EXCERPT PROVIDED
In total, we analysed 116 exome, 23 transcriptome and 2 whole-genome sequencing data, out of which we have detected presence of HPV in 20 exome and 4 transcriptome data (Table 1).

Table 1 Summary of HPV detection in all samples

Discussion

HPV accounts for the most common cause of all virus-associated human cancers. However, despite large-scale genome-wide DNA sequencing efforts of the cancer genome, there is no dedicated informatics tool to rapidly detect the presence of HPV in these genomes, in an exclusive manner. There are indeed a variety of gene integration finding tools available that can detect different pathogen insertions in the human genome, such as ViralFusionSeq, VirusSeq, VirusFinder, Path-Seq, RINS, and ReadSCAN. These sophisticated tools although have their specific third-party needs, necessitate intense computational infrastructure, cannot be run without specialised and advanced computational expertise of the researcher, and more importantly are not specific for HPV detection, per se—for example, lacks information to annotate the region of the HPV genome to predict the integrated viral gene, of which some are known to function as oncogenes.

We present a new user-friendly in silico tool ‘HPVDetector’ as a unique tool to analyze NGS data to detect HPV sequences for non-computational biologists. Using the HPVDetector tool, we have detected 55 integration sites from the cervical exome and head and neck transcriptome data set. The tool allowed us to perform a comprehensive analysis to generate the information for co-occurrence of HPV subtypes across cervical cancer patients that is known to affect the clinical outcome of the disease. In addition, our finding of significant enrichment of viral gene E7>E4>E5>E6 reads among the cervical tumour samples, using the inbuilt annotation module of the HPVDetector, is consistent with the known biology of HPV genes and their role in carcinogenesis, as E6 and E7 are known viral oncogenes. This unique feature of the HPVDetector with an inbuilt HPV annotation module could potentially be helpful to understand the function of other HPV ORFs with unknown function by studying their incidence against varying tumour stage and types. Although the analysis of cervical tumours were restricted to its exome data set, a complete spectrum of the load of viral genes present in a sample can similarly be determined using the whole-genome data as input to the HPVDetector.

RECORDS PROVIDED
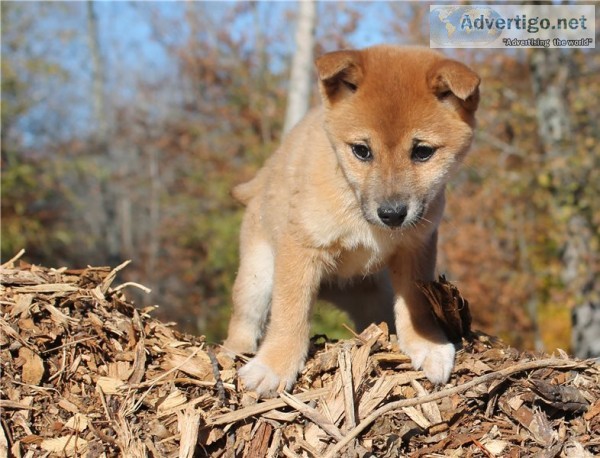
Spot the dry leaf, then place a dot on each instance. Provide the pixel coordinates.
(65, 445)
(33, 367)
(449, 308)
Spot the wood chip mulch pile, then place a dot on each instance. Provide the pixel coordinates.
(85, 373)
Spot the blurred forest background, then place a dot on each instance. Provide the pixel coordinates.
(126, 124)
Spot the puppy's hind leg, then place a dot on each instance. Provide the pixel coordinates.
(251, 295)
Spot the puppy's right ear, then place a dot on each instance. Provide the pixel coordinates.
(340, 74)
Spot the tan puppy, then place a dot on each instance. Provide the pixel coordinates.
(349, 206)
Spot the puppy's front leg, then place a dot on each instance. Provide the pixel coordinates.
(419, 336)
(283, 352)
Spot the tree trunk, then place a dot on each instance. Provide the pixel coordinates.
(302, 64)
(550, 70)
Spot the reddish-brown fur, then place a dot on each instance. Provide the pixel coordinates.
(312, 221)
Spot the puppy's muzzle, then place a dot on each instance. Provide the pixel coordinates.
(392, 214)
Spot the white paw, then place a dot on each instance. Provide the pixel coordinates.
(435, 359)
(259, 377)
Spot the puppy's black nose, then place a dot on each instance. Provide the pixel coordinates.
(392, 214)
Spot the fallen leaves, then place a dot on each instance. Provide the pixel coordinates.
(85, 372)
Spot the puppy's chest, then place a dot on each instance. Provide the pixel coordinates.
(354, 259)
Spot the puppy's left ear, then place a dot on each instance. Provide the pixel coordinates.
(451, 77)
(340, 74)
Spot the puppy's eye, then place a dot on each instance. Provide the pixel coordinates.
(422, 153)
(362, 152)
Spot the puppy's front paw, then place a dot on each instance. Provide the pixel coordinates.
(260, 377)
(435, 359)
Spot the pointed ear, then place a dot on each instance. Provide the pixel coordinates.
(451, 77)
(340, 74)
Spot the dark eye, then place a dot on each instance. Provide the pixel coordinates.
(422, 153)
(362, 152)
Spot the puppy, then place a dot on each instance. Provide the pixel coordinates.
(349, 207)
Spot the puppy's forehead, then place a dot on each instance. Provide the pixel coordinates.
(394, 96)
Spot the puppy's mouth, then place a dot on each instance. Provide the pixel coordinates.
(394, 215)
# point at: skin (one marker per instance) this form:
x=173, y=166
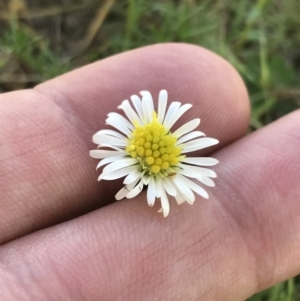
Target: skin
x=64, y=238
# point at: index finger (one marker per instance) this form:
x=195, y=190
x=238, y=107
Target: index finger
x=46, y=173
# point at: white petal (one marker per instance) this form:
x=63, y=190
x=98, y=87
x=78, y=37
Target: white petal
x=198, y=170
x=121, y=193
x=162, y=104
x=177, y=115
x=146, y=180
x=187, y=127
x=151, y=192
x=130, y=113
x=117, y=174
x=119, y=164
x=111, y=133
x=147, y=104
x=120, y=118
x=168, y=186
x=165, y=203
x=135, y=191
x=190, y=136
x=179, y=197
x=173, y=108
x=132, y=185
x=138, y=105
x=133, y=176
x=119, y=125
x=158, y=188
x=108, y=160
x=198, y=144
x=202, y=161
x=184, y=189
x=109, y=140
x=100, y=154
x=195, y=187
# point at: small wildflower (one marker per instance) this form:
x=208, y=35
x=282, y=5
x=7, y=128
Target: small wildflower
x=147, y=152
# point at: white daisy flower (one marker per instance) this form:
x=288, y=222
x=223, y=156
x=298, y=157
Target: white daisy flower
x=146, y=151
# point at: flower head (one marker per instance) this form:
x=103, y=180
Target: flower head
x=146, y=151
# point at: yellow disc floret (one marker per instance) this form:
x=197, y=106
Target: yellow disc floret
x=154, y=147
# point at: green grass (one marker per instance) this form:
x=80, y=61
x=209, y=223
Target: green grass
x=260, y=38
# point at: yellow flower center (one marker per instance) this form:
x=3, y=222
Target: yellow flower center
x=154, y=147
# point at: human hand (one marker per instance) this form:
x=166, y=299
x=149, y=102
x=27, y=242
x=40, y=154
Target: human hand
x=245, y=238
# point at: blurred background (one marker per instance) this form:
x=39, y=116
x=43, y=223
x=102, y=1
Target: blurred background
x=40, y=39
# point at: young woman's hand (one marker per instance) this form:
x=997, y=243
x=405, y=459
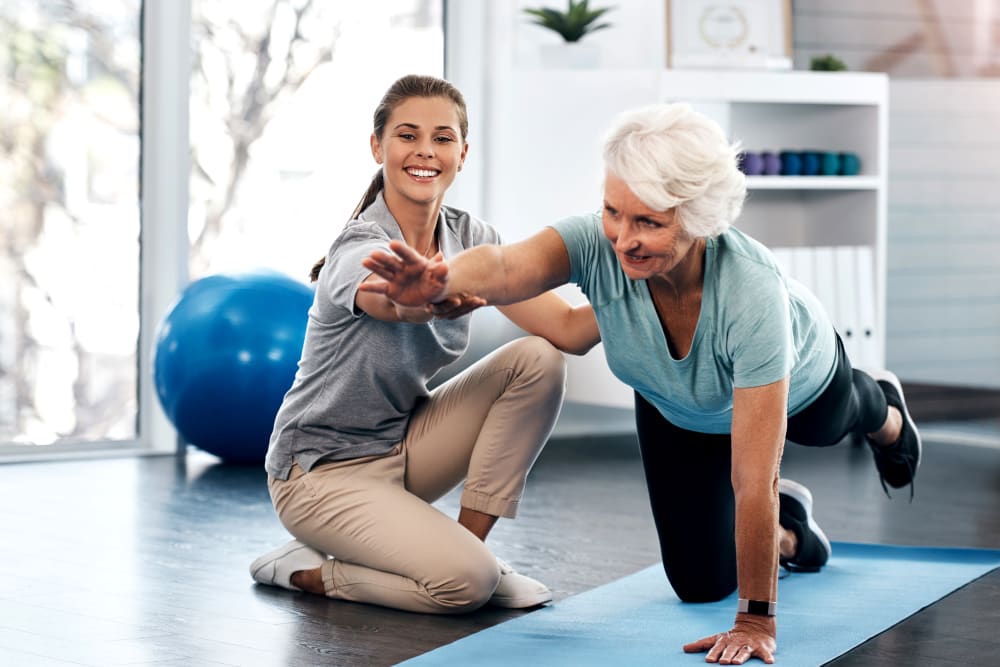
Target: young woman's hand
x=407, y=277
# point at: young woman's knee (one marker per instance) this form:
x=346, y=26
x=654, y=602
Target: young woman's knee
x=539, y=357
x=467, y=587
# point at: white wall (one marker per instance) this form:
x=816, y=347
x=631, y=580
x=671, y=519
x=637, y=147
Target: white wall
x=943, y=289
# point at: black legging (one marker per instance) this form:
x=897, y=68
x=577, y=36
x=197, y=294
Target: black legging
x=688, y=478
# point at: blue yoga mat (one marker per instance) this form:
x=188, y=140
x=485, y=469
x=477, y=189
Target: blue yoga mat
x=638, y=620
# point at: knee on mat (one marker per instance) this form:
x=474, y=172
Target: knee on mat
x=544, y=358
x=702, y=591
x=467, y=589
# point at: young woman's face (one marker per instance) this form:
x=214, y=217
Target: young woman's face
x=648, y=243
x=421, y=150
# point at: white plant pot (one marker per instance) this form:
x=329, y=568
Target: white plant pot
x=571, y=55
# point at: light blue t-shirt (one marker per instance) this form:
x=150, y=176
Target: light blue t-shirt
x=755, y=327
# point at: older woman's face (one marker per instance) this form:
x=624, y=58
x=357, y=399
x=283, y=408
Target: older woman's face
x=648, y=243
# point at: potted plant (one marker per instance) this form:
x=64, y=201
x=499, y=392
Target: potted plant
x=572, y=24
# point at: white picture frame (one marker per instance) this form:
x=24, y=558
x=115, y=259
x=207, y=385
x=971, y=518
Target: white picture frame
x=730, y=34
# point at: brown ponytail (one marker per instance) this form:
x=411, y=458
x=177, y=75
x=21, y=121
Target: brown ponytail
x=375, y=187
x=410, y=86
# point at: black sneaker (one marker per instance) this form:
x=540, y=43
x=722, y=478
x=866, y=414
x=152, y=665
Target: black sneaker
x=897, y=463
x=795, y=514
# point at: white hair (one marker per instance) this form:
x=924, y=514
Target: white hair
x=673, y=157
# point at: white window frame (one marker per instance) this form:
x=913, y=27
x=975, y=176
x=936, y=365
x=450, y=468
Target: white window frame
x=165, y=168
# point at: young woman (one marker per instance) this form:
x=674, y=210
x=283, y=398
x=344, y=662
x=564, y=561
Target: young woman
x=727, y=358
x=361, y=448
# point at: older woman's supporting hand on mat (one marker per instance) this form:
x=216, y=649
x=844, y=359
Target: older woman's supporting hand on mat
x=728, y=358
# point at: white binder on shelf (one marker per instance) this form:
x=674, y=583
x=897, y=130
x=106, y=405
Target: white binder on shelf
x=825, y=269
x=869, y=354
x=802, y=267
x=846, y=319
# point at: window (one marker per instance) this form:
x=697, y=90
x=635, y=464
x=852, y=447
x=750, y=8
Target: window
x=69, y=233
x=282, y=95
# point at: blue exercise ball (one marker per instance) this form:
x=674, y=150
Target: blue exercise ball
x=226, y=353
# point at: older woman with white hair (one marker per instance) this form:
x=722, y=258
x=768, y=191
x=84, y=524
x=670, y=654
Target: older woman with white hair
x=727, y=356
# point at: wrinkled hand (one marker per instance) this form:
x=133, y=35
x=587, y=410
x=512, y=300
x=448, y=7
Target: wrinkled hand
x=456, y=305
x=407, y=277
x=746, y=640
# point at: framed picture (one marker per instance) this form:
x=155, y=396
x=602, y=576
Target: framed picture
x=750, y=34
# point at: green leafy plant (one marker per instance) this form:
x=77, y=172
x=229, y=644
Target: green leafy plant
x=827, y=63
x=577, y=21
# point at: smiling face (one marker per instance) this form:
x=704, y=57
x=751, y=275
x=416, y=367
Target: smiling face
x=421, y=150
x=648, y=243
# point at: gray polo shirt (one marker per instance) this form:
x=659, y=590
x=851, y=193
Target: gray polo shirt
x=359, y=378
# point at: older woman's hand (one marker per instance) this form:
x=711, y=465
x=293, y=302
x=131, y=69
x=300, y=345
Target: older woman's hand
x=407, y=277
x=748, y=639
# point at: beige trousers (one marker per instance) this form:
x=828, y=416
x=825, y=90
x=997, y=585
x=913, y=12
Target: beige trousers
x=390, y=547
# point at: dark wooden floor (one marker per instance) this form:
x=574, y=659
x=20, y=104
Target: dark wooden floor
x=143, y=561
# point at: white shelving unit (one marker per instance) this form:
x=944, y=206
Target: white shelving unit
x=543, y=163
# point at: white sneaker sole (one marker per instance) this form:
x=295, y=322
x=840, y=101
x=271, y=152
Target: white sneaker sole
x=804, y=497
x=263, y=569
x=890, y=377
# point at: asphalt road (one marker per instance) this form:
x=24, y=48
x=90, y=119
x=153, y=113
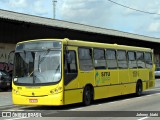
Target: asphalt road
x=126, y=107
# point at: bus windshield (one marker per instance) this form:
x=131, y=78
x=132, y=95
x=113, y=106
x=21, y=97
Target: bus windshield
x=37, y=67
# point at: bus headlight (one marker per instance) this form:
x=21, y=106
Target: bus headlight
x=57, y=90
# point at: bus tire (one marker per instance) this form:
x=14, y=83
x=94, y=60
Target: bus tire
x=139, y=88
x=87, y=95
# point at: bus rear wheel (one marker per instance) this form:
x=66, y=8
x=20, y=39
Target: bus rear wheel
x=139, y=88
x=87, y=96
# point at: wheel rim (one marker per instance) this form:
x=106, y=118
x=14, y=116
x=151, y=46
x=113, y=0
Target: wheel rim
x=88, y=95
x=139, y=89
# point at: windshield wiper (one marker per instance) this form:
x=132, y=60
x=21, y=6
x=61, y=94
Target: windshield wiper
x=42, y=59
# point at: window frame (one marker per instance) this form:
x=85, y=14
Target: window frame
x=104, y=56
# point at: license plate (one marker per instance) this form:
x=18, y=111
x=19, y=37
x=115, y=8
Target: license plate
x=33, y=100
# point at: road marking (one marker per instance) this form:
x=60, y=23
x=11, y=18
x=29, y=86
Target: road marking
x=143, y=118
x=17, y=118
x=77, y=108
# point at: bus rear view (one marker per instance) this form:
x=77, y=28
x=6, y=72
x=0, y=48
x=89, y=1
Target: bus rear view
x=37, y=76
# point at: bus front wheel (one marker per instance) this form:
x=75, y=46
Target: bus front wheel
x=87, y=95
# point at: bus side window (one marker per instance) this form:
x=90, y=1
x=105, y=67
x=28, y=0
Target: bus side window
x=99, y=59
x=122, y=59
x=148, y=60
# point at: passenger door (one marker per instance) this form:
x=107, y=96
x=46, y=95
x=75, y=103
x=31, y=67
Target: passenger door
x=70, y=76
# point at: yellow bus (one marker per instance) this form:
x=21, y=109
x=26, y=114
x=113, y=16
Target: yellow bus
x=62, y=71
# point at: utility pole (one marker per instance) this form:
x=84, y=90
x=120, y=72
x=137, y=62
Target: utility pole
x=54, y=9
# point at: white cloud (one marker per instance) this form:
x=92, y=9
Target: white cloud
x=39, y=8
x=18, y=3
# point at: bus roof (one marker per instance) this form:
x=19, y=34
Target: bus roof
x=81, y=43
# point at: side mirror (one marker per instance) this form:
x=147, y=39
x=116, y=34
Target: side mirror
x=69, y=58
x=154, y=67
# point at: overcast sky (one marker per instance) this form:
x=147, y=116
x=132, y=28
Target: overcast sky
x=99, y=13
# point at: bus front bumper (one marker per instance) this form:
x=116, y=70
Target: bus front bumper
x=48, y=100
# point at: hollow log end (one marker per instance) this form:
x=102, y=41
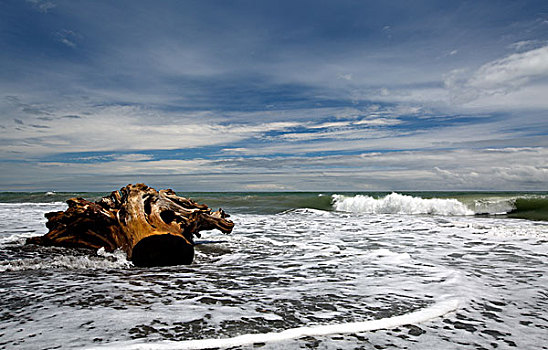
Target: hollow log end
x=162, y=250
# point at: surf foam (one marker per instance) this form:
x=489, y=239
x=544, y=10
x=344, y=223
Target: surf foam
x=437, y=310
x=396, y=203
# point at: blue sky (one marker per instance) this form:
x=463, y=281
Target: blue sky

TASK OBJECTIVE
Echo the HPV detection text word for word, everything from "In total, we" down to "data (Table 1).". The records are separate material and have no connection to the HPV detection text.

RESULT OF THE EXERCISE
In total, we analysed 116 exome, 23 transcriptome and 2 whole-genome sequencing data, out of which we have detected presence of HPV in 20 exome and 4 transcriptome data (Table 1).